- EXTRACT PROVIDED
• • • • •
Maple-seed simulating auto-rotating toy and associated game

Information

  • Patent Grant
  • 5505650
  • Patent Number
    5,505,650
  • Date Filed
    Friday, December 9, 1994
    30 years ago
  • Date Issued
    Tuesday, April 9, 1996
    28 years ago
  • Inventors
  • Examiners
    • Hafer; Robert A.
    • Muir; D. Neal
    Agents
    • Pitts & Brittian
Abstract
A maple-seed simulating autorotating flyer. The flyer is provided with a spherical shock absorbing nose section and a wing section having a substantially straight leading edge, a curved tail, a spine conformed to said leading edge and tail and a curved trailing edge. The wing is constructed of a substantially planar sheet of a lightweight, semi-rigid fabric of uniform thickness. The weight of the nose, the length and width of the wing are configured so as to impart aerodynamic characteristics to the flyer such that when thrown upward, the flyer will autorotate during descent. The flyer is used in accordance with the method of the present invention, wherein the maple-seed simulating autorotator is thrown upward from a designated throwing area. A plurality of scoring targets, each having a designated point value, are randomly positioned around the throwing area. The thrower is awarded the number of points assigned to the scoring target that is hit by, or closest to, the autorotating flyer upon landing.
Description

TECHNICAL FIELD
This invention relates to the field of hand-held, hand-launched flying toys. More specifically, it relates to a single-winged autorotator and an associated throwing game.
• • • • •
- RECORDS TO USE

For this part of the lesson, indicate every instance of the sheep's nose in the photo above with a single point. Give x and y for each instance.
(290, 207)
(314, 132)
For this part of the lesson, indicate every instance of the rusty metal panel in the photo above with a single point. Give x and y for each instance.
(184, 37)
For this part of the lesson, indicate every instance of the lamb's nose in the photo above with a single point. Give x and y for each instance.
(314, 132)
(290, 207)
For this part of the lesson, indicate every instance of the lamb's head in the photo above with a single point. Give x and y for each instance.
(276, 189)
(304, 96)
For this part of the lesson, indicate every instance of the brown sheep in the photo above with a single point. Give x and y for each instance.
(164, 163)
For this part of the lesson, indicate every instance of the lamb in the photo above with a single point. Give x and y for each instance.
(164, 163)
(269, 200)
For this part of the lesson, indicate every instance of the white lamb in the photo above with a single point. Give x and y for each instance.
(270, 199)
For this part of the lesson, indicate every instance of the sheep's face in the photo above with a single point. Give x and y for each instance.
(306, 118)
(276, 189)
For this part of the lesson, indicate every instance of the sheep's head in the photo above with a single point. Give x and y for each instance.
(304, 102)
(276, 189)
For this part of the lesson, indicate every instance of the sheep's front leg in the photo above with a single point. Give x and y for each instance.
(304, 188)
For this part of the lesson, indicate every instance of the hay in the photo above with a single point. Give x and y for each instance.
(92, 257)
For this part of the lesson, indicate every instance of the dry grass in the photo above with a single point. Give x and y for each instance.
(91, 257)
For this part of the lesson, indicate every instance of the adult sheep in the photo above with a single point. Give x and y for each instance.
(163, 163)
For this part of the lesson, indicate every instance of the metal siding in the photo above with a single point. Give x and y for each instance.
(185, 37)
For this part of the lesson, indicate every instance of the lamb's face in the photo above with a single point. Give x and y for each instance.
• • • • •
- PROBLEMS
**1)** In the rows, change "single point" to "single dot" in the lines running from the one holding "the sheep's face" through the last row, both ends included. Return only those lines, with nothing else altered.
**2)** Write what comes next in the patent text on the maple-seed flying toy, starting after its last sentence.
The patent text and the rows bear no relation to each other.

- TASK RESPONSES
**1)**
For this part of the lesson, indicate every instance of the sheep's face in the photo above with a single dot. Give x and y for each instance.
(306, 118)
(276, 189)
For this part of the lesson, indicate every instance of the sheep's head in the photo above with a single dot. Give x and y for each instance.
(304, 102)
(276, 189)
For this part of the lesson, indicate every instance of the sheep's front leg in the photo above with a single dot. Give x and y for each instance.
(304, 188)
For this part of the lesson, indicate every instance of the hay in the photo above with a single dot. Give x and y for each instance.
(92, 257)
For this part of the lesson, indicate every instance of the dry grass in the photo above with a single dot. Give x and y for each instance.
(91, 257)
For this part of the lesson, indicate every instance of the adult sheep in the photo above with a single dot. Give x and y for each instance.
(163, 163)
For this part of the lesson, indicate every instance of the metal siding in the photo above with a single dot. Give x and y for each instance.
(185, 37)
For this part of the lesson, indicate every instance of the lamb's face in the photo above with a single dot. Give x and y for each instance.

**2)**
BACKGROUND ART
Many spinning, hand-launched, flying toys have been disclosed in the prior art. For instance, U.S. Pat. No. 1,110,738, issued to Berecz on Sep. 15, 1914, discloses a flying and spinning toy in the manner of a spinning top with an aerial propeller whereby the top first spins in a flying movement through the air and continues to spin on the ground upon landing.
U.S. Pat. No. Des. 84,029, issued to J. C. Ditlevsen on Apr. 28, 1931, discloses the ornamental design for a flying top.
U.S. Pat. No. 4,183,168, issued to Roger E. Ross on Jan. 15, 1980, discloses a flying disk toy having a crank for providing rotational acceleration.
U.S. Pat. No. 4,309,038, issued to Donald M. Spoon on Jan. 5, 1982, discloses a throw toy having spoke-like graspable members which extend from a central hub.
U.S. Pat. No. 4,904,219, issued to Glenn M. Cox on Feb. 27, 1990, discloses an autorotating hand flyer that is of a specific one piece construction. Cox's hand flyer has a tapered wing and a substantially pointed front end and an arcuate cut out on the root at the trailing edge of the flyer. Both the leading and trailing edge of Cox's flyer are substantially convex. Further, Cox's flyer has a pointed tail.
U.S. Pat. No. 5,173,069, issued to Mark A. Litos on Dec. 22, 1992, also discloses an autorotative flyer having a concave leading edge and a convex trailing edge which is provided with specifically configured scallops. Litos's wing, wing spar and root are integrally formed. Moreover, Litos teaches a specific tapering of the wing from leading to trailing edge. Further, Litos teaches that the thickness and rearward extension of the spar diminishes from the root to the wing tip. This specific tapering of both the wing and the spar results in increased manufacturing costs.
U.S. Pat. No. 5,284,454, issued to George B. Randolph on Feb. 8, 1994, discloses a toy helicopter which is capable of a projected nose up ascent and a helicopter nose down descent.
None of the cited autorotating flyers closely simulates the wing configuration of the autorotating maple-seed. Nor do the cited autorotating flyers have a spherical, resilient nose that is lightweight, yet has a shock absorbing capability to prevent damage or deformation of the nose upon impact.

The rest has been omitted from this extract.